Written exercise: Copy the entries below word for word, but leave out the pictures.

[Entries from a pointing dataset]
..............................

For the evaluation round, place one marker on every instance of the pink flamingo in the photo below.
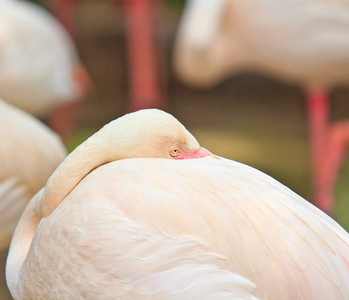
(40, 71)
(141, 211)
(303, 42)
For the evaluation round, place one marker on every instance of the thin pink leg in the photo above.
(334, 151)
(318, 113)
(328, 143)
(62, 119)
(144, 80)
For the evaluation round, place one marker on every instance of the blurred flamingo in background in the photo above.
(141, 210)
(40, 71)
(300, 41)
(29, 153)
(143, 50)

..............................

Exercise result:
For the evaluation round, place one marker on every instance of the pink flamingo in the photo below.
(40, 71)
(141, 211)
(303, 42)
For the evaluation round, place one marker on every instance of the thin pink leg in the photo above.
(334, 151)
(318, 113)
(328, 143)
(62, 119)
(144, 80)
For the evaluation round, place one marker on every instance of the blurred flamingo in background in the photo above.
(141, 210)
(40, 71)
(300, 41)
(29, 153)
(143, 50)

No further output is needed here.